### [WHAT NEEDS TO BE DONE]
This exercise asks for every line of the material that contains the word "below".

### [SUPPLIED MATERIAL]
<<<<
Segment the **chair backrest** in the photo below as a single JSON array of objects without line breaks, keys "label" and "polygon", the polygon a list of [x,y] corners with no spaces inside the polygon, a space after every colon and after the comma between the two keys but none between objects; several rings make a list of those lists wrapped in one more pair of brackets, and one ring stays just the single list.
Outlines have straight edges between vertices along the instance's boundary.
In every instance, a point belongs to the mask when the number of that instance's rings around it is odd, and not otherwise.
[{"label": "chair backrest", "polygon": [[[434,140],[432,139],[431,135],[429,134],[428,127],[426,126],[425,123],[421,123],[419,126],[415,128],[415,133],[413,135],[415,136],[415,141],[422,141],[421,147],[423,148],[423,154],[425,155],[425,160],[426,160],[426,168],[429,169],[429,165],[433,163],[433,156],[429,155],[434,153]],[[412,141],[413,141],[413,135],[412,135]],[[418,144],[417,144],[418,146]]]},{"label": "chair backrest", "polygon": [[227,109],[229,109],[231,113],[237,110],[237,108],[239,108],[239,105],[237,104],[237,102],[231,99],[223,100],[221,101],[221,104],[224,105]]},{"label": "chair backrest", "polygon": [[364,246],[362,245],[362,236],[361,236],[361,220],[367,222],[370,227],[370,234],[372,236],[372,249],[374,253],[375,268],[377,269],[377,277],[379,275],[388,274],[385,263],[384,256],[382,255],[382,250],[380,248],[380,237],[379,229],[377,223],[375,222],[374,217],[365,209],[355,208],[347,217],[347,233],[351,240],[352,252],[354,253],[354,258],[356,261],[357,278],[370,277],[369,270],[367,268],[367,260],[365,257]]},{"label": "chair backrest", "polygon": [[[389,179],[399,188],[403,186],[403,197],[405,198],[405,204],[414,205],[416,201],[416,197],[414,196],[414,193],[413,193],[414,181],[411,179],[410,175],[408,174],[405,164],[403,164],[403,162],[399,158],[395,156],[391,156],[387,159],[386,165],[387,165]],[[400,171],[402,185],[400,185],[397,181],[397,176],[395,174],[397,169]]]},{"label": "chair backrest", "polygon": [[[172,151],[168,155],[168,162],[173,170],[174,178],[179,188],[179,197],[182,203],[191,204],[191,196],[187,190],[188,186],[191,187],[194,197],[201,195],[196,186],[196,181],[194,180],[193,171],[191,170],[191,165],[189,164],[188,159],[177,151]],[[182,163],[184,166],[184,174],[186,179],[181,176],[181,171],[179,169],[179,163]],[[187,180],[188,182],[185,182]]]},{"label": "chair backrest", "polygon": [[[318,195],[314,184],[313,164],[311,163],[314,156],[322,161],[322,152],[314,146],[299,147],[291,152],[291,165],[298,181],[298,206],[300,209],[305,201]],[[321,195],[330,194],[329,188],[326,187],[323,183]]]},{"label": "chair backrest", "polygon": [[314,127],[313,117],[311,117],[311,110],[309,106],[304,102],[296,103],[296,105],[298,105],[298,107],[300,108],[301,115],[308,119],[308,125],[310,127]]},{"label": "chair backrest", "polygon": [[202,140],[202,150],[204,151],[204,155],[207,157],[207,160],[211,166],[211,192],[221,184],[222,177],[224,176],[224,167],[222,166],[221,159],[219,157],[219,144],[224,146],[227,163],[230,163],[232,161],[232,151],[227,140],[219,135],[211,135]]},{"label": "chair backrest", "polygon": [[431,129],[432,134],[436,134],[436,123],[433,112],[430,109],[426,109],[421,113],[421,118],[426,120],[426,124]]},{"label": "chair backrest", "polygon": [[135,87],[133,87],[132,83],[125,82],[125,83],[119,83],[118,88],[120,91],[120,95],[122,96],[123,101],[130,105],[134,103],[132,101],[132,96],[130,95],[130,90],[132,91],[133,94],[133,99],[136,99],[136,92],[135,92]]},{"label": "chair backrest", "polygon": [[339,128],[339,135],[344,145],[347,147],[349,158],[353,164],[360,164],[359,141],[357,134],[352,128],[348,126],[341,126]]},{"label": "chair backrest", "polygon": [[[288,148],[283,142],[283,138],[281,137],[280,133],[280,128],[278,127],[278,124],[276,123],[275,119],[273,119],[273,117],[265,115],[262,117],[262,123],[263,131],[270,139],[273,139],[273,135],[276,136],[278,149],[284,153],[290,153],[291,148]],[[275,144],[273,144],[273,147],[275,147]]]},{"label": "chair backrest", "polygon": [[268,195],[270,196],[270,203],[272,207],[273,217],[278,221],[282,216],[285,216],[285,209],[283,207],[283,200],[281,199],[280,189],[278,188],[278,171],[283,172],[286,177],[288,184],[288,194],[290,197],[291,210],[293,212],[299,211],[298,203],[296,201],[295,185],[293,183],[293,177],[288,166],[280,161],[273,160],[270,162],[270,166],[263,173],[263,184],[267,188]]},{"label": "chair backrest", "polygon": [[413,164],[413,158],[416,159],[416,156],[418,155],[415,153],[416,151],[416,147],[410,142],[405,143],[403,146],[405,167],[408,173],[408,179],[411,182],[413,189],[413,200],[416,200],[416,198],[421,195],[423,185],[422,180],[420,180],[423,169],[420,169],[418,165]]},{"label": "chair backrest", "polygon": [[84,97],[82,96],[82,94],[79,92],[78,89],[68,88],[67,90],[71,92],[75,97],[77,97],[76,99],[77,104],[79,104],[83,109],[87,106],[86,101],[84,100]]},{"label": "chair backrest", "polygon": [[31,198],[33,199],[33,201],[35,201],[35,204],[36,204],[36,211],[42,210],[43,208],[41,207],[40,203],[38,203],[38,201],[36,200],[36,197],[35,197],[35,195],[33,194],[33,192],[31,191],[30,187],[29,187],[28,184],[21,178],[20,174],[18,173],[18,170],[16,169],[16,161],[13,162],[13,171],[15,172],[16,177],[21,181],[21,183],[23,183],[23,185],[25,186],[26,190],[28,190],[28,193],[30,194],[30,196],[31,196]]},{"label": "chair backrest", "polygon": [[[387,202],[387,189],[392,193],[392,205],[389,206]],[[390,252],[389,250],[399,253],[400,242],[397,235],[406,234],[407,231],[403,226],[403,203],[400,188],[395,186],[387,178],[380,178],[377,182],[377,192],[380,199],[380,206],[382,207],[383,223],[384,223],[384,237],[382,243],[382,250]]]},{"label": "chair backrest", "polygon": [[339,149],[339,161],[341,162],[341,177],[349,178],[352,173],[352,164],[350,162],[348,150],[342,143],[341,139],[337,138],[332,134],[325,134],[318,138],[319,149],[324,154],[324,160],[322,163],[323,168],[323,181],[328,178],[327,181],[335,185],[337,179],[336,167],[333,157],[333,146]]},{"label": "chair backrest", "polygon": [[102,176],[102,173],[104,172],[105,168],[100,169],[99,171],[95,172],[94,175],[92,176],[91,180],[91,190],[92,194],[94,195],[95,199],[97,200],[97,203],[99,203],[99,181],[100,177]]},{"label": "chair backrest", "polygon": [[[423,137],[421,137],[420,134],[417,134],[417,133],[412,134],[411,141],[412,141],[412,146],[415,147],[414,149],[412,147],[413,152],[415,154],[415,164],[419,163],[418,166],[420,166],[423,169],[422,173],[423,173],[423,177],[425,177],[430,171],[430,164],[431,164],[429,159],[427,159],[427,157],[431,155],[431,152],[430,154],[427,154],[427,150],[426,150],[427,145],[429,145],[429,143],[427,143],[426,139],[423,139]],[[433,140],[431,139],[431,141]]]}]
>>>>
<<<<
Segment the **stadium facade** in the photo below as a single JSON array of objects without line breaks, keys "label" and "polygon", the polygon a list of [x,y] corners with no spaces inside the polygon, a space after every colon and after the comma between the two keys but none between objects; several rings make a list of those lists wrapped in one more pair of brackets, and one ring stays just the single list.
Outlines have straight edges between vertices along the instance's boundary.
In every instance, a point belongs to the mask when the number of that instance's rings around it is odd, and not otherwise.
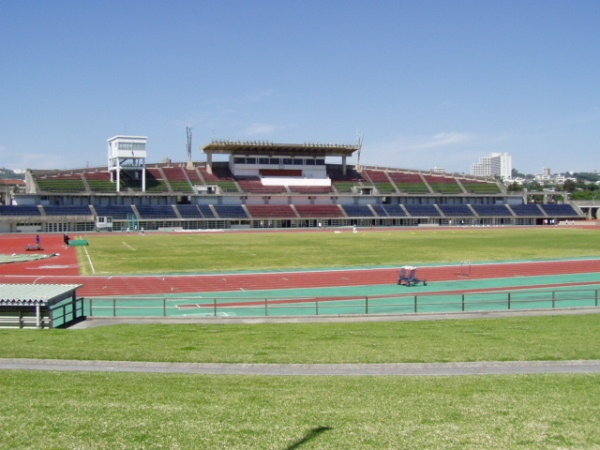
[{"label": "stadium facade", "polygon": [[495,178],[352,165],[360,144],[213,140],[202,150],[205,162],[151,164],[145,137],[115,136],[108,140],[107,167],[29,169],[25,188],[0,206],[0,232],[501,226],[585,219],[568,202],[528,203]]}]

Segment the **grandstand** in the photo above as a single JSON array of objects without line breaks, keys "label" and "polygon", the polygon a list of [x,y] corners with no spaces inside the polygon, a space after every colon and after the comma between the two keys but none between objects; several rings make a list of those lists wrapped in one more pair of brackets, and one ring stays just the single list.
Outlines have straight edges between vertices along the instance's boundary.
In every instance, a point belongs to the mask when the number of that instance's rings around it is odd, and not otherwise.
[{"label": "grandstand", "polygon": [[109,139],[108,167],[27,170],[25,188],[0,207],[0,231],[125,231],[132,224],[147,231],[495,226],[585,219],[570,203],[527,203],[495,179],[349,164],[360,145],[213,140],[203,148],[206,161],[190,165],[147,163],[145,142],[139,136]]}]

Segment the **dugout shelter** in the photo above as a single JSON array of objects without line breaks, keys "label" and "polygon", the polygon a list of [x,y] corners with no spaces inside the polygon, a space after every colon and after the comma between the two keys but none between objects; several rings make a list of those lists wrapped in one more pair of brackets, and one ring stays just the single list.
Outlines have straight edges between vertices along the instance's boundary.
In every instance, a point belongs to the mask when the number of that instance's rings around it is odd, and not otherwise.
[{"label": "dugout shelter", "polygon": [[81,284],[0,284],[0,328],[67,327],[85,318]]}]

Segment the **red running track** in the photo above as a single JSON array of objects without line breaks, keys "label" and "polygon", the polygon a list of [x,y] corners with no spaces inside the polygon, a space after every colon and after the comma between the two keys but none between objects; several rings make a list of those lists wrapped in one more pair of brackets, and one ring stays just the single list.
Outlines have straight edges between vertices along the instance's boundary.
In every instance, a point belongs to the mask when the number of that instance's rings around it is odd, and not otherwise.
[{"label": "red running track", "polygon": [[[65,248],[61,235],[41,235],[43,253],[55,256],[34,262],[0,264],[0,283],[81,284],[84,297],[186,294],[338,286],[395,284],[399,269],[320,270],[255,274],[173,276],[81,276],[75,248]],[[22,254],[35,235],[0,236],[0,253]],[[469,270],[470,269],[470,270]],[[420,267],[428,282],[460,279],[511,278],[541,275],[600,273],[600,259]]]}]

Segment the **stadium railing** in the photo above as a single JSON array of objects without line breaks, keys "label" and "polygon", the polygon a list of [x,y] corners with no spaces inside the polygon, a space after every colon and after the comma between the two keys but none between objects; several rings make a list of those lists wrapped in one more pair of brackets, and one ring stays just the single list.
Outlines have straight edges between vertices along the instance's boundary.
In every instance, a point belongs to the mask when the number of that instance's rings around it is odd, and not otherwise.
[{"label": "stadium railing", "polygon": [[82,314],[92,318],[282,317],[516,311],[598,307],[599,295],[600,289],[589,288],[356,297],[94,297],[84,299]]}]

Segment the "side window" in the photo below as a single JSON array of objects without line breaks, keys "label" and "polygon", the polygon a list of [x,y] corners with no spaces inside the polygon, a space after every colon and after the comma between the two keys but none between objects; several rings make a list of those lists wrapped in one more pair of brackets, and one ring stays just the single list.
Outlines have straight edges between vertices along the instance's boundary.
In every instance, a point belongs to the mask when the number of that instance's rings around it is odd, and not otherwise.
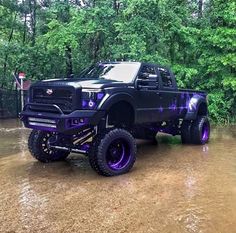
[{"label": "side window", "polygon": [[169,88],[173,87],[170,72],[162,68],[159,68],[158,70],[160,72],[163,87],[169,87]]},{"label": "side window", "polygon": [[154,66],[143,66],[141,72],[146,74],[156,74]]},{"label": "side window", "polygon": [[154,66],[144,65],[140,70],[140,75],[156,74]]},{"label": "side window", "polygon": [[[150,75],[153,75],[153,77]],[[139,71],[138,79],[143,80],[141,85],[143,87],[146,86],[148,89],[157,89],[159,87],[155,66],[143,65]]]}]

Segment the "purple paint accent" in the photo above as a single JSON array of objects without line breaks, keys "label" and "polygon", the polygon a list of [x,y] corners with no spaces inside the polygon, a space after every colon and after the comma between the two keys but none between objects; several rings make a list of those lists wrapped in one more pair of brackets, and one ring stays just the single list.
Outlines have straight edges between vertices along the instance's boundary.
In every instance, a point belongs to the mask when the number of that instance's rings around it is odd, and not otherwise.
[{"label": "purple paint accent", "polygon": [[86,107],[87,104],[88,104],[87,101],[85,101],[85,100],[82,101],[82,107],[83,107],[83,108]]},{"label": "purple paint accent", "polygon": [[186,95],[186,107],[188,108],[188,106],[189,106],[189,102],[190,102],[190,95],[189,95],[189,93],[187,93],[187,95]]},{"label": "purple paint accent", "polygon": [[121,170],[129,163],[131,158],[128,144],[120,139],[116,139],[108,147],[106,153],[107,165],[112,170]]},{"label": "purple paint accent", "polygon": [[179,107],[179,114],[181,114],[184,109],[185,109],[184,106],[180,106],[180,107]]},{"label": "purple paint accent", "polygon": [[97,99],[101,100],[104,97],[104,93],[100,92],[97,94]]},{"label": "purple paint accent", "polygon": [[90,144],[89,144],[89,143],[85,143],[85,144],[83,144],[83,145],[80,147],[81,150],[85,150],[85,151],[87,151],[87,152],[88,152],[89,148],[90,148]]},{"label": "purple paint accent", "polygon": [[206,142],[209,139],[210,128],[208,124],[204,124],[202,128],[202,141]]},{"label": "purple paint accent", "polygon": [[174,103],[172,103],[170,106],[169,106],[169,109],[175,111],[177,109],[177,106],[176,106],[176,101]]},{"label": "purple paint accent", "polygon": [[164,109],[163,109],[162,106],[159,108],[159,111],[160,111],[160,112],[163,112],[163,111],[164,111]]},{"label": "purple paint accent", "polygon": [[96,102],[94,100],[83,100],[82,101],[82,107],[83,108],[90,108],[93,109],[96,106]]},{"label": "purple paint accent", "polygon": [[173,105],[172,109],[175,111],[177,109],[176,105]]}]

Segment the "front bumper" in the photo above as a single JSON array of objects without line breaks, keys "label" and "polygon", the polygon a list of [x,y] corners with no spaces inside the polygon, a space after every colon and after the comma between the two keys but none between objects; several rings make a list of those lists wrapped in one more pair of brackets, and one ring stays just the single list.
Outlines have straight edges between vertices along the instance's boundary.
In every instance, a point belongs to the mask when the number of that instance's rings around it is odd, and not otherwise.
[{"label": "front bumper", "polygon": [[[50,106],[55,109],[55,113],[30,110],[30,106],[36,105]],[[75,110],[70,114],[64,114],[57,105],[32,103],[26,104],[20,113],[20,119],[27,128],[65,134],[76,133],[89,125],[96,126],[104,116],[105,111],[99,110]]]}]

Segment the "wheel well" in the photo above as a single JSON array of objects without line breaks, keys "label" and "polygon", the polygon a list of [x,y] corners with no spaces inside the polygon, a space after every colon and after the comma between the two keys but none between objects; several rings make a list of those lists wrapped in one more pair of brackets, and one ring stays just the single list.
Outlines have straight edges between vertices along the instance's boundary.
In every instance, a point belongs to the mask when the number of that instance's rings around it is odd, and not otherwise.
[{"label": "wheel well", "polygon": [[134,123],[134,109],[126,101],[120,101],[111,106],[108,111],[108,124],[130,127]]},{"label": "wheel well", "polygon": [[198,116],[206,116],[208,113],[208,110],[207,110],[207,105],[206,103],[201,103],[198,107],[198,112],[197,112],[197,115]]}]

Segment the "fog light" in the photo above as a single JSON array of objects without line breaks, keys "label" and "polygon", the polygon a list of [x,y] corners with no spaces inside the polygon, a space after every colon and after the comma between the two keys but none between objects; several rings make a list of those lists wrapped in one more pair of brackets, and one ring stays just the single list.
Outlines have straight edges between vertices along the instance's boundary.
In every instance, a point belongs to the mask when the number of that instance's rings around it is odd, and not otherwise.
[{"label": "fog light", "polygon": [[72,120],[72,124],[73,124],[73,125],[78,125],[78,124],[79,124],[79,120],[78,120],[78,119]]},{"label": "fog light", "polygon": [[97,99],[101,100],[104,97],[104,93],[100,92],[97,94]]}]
>>>>
### [THE ANSWER]
Segment the **chair backrest** in the photo below as a single JSON array of objects without line breaks, keys "label" and "polygon", the polygon a list of [x,y] corners with no spaces inside the polygon, a space after every colon and after the comma between the two keys but none between objects; several rings make a list of those lists wrapped in one more pair of brackets, and one ring stays just the single list.
Segment the **stadium facade** in the photo below as a single JSON array of objects without line breaks, keys "label" and "polygon", the polygon a list of [x,y] corners with no spaces inside the polygon, a space after every colon and after the comma between the two keys but none between objects; several rings make a list of those lists wrapped in one more pair of brackets, and one ring stays just the single list.
Segment the "side window" in the photo below as a single JSON array of objects without line breaks, keys "label" and "polygon", the polygon a list of [x,y] corners with no spaces inside the polygon, a space after every colon and after the comma between the two keys but none between objects; several rings make a list of those lists wrapped in one more pair of brackets, and one ring stays just the single list.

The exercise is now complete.